But there's a big problem with the new Potter game, one that harkens back to the first era of free-to-play mobile games: putting long time restrictions on everything in a bid to push players to opt for in-app purchases that will rack up over time. Stupidly, Hogwarts Mystery introduces its first restriction way too early, before players have had a chance to see much of the game, let alone be hooked to it. And it only gets progressively worse as you venture forward, until it becomes nigh impossible to play.

After asking you to choose between playing as a witch or a wizard, Hogwarts Mystery drops you right into Diagon Alley, and has you run through the basic tasks that a first-year Hogwarts student must: collect your books from Flourish and Blotts, and pick up a wand from Ollivanders, before boarding the train on Platform Nine and Three-Quarters. In Diagon Alley, you'll also make your first friend, Rowan Khanna, in addition to learning about your older brother's dark past.

Dataset extract:
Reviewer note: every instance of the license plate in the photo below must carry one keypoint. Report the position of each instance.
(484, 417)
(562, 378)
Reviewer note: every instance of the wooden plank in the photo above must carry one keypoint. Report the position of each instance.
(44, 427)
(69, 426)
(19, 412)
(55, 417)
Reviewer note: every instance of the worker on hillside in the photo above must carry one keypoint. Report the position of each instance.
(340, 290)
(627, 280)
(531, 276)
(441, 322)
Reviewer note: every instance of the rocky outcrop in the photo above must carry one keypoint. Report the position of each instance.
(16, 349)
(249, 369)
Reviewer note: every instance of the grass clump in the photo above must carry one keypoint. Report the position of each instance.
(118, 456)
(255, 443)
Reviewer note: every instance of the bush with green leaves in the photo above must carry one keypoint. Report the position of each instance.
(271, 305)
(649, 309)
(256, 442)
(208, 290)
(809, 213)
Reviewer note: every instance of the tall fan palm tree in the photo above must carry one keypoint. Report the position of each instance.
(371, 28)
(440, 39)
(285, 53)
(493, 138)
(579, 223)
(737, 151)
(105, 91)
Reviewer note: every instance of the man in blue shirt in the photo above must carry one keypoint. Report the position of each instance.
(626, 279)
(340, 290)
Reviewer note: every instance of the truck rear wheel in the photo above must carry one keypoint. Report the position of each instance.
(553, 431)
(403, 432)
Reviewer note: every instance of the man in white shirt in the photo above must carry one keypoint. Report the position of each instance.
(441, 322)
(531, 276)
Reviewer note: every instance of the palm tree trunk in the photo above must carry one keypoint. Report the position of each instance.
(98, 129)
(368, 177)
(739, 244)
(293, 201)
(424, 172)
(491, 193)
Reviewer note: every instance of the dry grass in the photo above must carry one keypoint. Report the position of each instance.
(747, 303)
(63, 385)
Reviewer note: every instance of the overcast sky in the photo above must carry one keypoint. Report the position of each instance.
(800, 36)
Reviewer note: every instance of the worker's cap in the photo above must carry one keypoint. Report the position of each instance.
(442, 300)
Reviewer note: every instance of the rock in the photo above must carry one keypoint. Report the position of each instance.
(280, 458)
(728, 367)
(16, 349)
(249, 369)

Instruction 1:
According to the Hogwarts Mystery review, who is the first friend you make in Diagon Alley?
Instruction 2:
Write out the Hogwarts Mystery review, everything from "But there's a" down to "impossible to play.".
Instruction 3:
Extend the Hogwarts Mystery review past its final sentence.

Exercise answer 1:
Rowan Khanna

Exercise answer 2:
But there's a big problem with the new Potter game, one that harkens back to the first era of free-to-play mobile games: putting long time restrictions on everything in a bid to push players to opt for in-app purchases that will rack up over time. Stupidly, Hogwarts Mystery introduces its first restriction way too early, before players have had a chance to see much of the game, let alone be hooked to it. And it only gets progressively worse as you venture forward, until it becomes nigh impossible to play.

Exercise answer 3:
Once you're at Hogwarts, Albus Dumbledore will announce that Harry Potter is safe, which means the headmaster has already placed the infant with his aunt, and the game begins in the same year. You'll then be led through the sorting ceremony, and because the game's developers Jam City want everyone to be happy, you're free to pick from all the four houses – Gryffindor, Ravenclaw, Hufflepuff, and Slytherin – turning the all-knowing Sorting Hat into mere set dressing.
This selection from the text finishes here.